*EXTRACT*.
-- Opening Marker --
Background: Past studies linking geologic and climatic controls on speciation in the Himalaya, Tibet and Hengduan (HTH) regions do not fully capture the mechanisms underlying patterns of plant diversity and endemism in hyperdiverse mountain ecosystems.
Aims: This study sheds new light on the orogenic and climatic drivers of plant endemism and diversity in the HTH region and unravels the mechanisms behind plant speciation and assembly.
Materials & Methods: We re-examine the past findings on geo climatic controls on speciation in the HTH. We also analyse new datasets on the elevational patterns of endemic species richness in the HTH regions and correlate these with the hypsometric profiles based on digital elevation models of these regions.
Results: We discover that the phased evolution of HTH mountain-building and climate oscillations, and species radiations were not exactly synchronous, but were interspersed with periods of inactivity. We find an inverse yet overlapping relationship between elevation-area troughs (EATs) of hypsometric profiles and peaks of endemic plant richness in the HTH, indicating that
most endemic species occupy the higher elevational belts with the least geographic areas. These elevational belts comprise geographically and biologically isolated habitats.
-- Closing Marker --
*PROVIDED MATERIAL*.
-- Opening Marker --
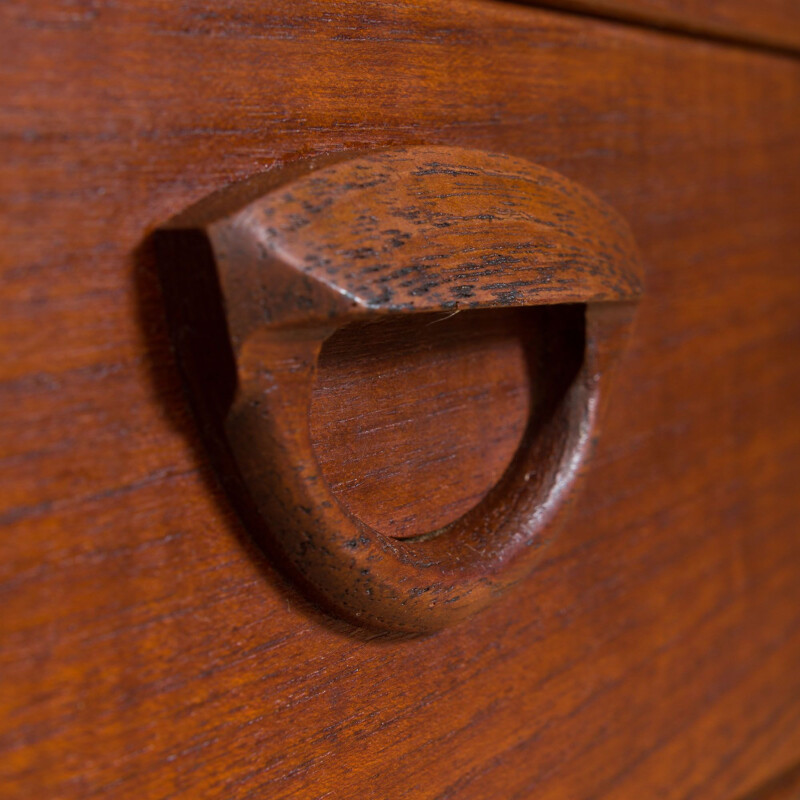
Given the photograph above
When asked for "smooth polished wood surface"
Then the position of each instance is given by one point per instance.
-- Closing Marker --
*PROBLEM A*. For the abstract on plant endemism in the Himalaya, Tibet and Hengduan regions, mark each statement yes or no and quote the deciding words from the abstract. (i) The phases of mountain-building, climate oscillations and species radiations were exactly synchronous. (ii) Most endemic species occupy the higher elevational belts with the least geographic area. (iii) The hypsometric profiles are based on digital elevation models.
*PROBLEM B*. Please carry on the abstract on plant endemism in the Himalaya, Tibet and Hengduan regions from its last sentence.

*EXPECTED ANSWER A*.
(i) No: "were not exactly synchronous, but were interspersed with periods of inactivity"
(ii) Yes: "most endemic species occupy the higher elevational belts with the least geographic areas"
(iii) Yes: "hypsometric profiles based on digital elevation models of these regions"

*EXPECTED ANSWER B*.
Discussion and Conclusions: We infer that orogeny, monsoon and glaciations have shaped the highly dissected HTH landscapes, characterised by high-relief topography, leading to population isolation, speciation and endemism, albeit with temporal lags. Glacial–interglacial cycles have further promoted isolation, co-habitation, hybridisation and polyploidy among plant populations, generating and accelerating endemic radiations. Our results provide crucial evidence linking mountain-building, climatic events and landform development with plant species richness and endemism in the HTH regions and potentially in other mountain ecosystems.